====== TEXT FOR ANALYSIS

We compare our p-value to our significance level ($\alpha$) to make a final decision.


In [None]:
alpha = 0.05
print(f"Significance Level (alpha): {alpha}")

if p_value < alpha:
    print("Decision: Reject the null hypothesis.")
    print("Conclusion: The new drug is significantly more effective than the old drug.")
else:
    print("Decision: Fail to reject the null hypothesis.")
    print("Conclusion: We do not have enough evidence to say the new drug is more effective.")

Significance Level (alpha): 0.05
Decision: Reject the null hypothesis.
Conclusion: The new drug is significantly more effective than the old drug.


  * The rule is simple: **If p \< α, reject H₀.**
  * Since our p-value (0.0001) is much smaller than our alpha (0.05), we reject the null hypothesis.
  * This means our test provides strong statistical evidence to support the company's claim that the new drug is more effective.

# Step 5: Understanding Type I and Type II Errors

Since we do not have any real-world data, let's simulate these errors to see them in action.

## Type I Error (False Positive)

============
====== DATA

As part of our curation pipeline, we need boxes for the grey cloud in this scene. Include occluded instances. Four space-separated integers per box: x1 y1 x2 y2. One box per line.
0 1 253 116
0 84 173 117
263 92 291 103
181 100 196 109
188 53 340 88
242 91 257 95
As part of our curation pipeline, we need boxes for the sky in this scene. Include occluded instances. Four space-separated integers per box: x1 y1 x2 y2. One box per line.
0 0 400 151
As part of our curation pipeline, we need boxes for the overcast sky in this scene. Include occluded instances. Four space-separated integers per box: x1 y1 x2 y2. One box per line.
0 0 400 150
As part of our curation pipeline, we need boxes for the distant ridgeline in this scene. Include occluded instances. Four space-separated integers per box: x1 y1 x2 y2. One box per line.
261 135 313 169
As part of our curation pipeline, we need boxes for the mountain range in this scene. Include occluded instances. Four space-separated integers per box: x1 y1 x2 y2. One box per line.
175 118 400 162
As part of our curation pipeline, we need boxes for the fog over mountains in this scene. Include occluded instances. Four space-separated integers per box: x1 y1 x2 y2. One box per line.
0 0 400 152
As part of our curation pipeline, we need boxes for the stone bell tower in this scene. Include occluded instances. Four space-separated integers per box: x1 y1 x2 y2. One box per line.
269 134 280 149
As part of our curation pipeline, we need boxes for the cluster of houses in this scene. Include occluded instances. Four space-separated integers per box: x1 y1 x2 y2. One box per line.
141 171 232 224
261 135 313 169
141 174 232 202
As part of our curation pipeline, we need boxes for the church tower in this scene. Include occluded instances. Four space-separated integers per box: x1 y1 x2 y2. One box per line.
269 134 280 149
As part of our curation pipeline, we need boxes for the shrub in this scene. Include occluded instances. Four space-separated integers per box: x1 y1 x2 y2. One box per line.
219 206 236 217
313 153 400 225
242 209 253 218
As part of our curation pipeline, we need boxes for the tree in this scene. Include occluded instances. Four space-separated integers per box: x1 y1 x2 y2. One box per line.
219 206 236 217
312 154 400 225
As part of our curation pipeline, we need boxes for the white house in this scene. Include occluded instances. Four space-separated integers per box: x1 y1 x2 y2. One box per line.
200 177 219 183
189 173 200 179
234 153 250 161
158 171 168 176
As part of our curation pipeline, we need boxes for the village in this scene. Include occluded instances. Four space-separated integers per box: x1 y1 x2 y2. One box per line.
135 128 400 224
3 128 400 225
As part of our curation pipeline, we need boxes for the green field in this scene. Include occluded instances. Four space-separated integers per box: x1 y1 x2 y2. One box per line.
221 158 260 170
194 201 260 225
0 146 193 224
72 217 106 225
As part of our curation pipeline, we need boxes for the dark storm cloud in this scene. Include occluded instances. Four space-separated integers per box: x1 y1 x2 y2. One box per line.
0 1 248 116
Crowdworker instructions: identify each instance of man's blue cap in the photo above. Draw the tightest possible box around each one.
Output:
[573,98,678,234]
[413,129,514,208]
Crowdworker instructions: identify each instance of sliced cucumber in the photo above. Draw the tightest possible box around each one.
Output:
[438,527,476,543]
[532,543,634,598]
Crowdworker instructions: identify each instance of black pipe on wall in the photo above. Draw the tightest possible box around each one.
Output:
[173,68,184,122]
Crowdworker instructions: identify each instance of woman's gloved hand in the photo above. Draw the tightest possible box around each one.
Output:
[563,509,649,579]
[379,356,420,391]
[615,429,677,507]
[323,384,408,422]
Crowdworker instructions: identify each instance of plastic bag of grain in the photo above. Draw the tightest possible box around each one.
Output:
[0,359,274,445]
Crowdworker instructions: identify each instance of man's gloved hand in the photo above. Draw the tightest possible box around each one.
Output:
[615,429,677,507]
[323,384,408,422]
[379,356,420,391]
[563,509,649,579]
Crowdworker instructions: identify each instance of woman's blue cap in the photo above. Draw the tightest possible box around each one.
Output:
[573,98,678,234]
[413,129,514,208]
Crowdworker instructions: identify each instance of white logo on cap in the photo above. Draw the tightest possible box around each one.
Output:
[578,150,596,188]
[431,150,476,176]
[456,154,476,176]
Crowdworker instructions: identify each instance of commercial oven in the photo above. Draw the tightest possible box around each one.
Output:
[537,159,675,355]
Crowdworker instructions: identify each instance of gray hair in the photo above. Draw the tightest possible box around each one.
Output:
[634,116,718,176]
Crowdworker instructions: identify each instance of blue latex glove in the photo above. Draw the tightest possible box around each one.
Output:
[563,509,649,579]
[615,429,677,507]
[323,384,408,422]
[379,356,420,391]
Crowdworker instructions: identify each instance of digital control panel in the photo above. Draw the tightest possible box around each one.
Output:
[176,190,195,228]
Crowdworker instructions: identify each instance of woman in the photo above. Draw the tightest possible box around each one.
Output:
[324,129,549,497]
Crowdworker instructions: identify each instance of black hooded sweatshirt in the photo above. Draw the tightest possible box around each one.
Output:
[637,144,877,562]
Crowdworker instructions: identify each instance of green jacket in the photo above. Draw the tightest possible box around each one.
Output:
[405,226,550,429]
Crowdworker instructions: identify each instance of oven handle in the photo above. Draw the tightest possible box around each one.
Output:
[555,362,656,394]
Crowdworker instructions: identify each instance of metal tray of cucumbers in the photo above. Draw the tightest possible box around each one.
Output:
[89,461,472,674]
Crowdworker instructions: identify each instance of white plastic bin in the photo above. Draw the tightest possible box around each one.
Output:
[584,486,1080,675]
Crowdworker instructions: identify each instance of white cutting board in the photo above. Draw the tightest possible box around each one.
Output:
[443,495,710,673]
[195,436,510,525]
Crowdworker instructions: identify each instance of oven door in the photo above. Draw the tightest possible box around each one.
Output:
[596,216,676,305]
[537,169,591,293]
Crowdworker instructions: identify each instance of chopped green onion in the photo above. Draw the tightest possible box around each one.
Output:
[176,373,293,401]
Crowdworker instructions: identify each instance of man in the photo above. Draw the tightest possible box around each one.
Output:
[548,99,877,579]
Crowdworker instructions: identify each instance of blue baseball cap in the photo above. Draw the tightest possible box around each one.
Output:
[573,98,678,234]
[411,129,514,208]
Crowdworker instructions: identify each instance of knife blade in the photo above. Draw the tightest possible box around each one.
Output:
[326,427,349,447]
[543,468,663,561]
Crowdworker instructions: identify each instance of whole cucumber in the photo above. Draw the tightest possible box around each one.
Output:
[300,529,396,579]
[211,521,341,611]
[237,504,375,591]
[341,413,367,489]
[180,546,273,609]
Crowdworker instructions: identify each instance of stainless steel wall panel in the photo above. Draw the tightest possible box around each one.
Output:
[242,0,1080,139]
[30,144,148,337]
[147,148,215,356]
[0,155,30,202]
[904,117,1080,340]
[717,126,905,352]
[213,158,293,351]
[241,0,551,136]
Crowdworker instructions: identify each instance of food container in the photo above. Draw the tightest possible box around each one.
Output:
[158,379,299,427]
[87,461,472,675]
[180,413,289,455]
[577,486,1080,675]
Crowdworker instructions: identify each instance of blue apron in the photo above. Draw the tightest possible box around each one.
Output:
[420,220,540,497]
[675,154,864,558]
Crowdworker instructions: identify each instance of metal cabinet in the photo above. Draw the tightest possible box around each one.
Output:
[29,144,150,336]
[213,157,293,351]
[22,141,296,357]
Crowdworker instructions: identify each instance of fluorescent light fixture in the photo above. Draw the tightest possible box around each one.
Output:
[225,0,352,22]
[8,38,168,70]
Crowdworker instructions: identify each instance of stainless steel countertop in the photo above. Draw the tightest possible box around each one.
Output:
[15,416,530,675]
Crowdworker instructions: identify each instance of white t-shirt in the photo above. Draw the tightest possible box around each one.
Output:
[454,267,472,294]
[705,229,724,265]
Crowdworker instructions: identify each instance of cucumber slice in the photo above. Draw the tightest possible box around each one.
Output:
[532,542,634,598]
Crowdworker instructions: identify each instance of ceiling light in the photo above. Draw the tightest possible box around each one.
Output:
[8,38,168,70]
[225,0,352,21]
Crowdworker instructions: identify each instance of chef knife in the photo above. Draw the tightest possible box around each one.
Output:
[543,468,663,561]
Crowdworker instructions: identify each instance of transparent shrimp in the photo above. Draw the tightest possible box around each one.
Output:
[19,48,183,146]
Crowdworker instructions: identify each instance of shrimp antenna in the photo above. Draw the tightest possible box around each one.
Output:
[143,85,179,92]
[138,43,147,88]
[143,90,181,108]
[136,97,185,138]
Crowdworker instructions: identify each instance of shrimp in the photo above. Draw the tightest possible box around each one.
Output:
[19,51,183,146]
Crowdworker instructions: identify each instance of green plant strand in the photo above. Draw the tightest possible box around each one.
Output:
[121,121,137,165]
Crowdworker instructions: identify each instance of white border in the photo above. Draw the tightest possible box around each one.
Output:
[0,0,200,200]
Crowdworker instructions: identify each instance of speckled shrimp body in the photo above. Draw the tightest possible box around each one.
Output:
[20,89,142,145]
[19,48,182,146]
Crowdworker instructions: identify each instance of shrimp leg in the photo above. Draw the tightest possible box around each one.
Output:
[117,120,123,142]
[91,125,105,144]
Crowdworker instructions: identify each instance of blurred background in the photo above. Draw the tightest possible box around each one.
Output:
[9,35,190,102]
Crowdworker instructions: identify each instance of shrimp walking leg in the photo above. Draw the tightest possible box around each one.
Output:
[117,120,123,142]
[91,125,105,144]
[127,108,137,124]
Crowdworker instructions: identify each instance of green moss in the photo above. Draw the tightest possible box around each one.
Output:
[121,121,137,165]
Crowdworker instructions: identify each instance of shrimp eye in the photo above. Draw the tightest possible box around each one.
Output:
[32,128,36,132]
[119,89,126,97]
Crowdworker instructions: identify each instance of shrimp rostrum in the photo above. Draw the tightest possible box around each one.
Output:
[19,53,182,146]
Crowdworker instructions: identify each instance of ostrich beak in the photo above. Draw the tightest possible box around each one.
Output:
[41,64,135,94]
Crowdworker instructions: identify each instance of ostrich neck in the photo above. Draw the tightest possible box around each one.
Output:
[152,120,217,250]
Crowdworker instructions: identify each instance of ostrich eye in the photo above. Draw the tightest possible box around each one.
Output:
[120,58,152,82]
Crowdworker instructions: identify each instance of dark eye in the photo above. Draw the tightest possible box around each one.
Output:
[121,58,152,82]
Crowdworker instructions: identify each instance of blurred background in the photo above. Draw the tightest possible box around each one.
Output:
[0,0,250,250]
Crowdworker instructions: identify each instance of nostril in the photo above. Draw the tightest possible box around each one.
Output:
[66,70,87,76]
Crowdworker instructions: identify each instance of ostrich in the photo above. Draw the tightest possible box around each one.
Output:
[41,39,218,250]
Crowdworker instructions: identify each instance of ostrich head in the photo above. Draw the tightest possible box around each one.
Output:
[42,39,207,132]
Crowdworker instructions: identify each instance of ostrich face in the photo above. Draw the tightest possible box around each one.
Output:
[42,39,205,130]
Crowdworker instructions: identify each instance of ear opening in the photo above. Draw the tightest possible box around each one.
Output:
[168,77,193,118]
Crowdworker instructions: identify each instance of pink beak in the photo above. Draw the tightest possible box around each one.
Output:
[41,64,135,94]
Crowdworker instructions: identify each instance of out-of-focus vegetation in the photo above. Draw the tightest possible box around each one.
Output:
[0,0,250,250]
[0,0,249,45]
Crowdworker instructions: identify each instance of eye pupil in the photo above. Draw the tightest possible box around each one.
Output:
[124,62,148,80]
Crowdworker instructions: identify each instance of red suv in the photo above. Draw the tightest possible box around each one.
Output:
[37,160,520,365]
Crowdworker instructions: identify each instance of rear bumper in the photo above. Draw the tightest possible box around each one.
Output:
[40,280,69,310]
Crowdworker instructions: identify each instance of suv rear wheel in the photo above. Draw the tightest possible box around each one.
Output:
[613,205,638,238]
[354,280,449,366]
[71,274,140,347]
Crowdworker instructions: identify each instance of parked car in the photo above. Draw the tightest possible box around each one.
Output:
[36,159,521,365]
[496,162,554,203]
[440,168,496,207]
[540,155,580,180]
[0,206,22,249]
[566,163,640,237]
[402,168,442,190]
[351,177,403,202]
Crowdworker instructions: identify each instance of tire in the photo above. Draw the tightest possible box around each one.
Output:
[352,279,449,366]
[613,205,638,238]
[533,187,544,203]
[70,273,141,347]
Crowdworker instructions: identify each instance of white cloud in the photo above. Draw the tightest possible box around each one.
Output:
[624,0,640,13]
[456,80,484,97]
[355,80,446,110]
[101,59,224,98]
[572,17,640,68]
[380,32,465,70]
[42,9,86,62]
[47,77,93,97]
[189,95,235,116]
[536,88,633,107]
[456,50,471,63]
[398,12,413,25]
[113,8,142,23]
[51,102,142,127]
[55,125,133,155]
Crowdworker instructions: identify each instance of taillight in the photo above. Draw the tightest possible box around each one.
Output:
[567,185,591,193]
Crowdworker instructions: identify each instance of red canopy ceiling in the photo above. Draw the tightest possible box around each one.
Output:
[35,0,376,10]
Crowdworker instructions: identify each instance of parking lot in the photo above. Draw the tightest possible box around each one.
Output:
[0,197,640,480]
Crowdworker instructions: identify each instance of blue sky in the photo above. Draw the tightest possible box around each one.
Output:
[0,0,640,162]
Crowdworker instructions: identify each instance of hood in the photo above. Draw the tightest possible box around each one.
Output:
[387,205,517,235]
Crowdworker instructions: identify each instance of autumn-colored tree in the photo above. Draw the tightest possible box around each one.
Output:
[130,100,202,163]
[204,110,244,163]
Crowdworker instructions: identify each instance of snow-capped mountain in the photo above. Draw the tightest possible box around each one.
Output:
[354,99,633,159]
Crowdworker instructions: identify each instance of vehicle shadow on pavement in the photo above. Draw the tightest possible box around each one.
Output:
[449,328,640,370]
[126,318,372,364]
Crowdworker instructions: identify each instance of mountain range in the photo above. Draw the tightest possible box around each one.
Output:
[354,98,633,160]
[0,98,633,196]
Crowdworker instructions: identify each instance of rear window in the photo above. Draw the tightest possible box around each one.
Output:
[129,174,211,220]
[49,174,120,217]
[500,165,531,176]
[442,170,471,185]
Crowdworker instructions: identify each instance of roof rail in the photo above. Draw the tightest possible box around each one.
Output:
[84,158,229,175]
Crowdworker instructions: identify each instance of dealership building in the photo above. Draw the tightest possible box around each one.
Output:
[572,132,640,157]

============

§ PROBLEMS TO SOLVE:
• a. In the hypothesis-testing text, what p-value is compared against the significance level?
• b. Repeat the hypothesis-testing text from "Significance Level (alpha): 0.05" up to and including "we reject the null hypothesis.".
• c. Summarize the hypothesis-testing text in two sentences.

§ ANSWERS TO EACH TASK:
• a. The p-value is 0.0001.

• b.
Significance Level (alpha): 0.05
Decision: Reject the null hypothesis.
Conclusion: The new drug is significantly more effective than the old drug.


  * The rule is simple: **If p \< α, reject H₀.**
  * Since our p-value (0.0001) is much smaller than our alpha (0.05), we reject the null hypothesis.

• c. Because the p-value of 0.0001 is much smaller than the significance level of 0.05, the null hypothesis is rejected, giving strong statistical evidence that the new drug is more effective than the old one. The text then turns to Type I and Type II errors, which it will simulate because it has no real-world data.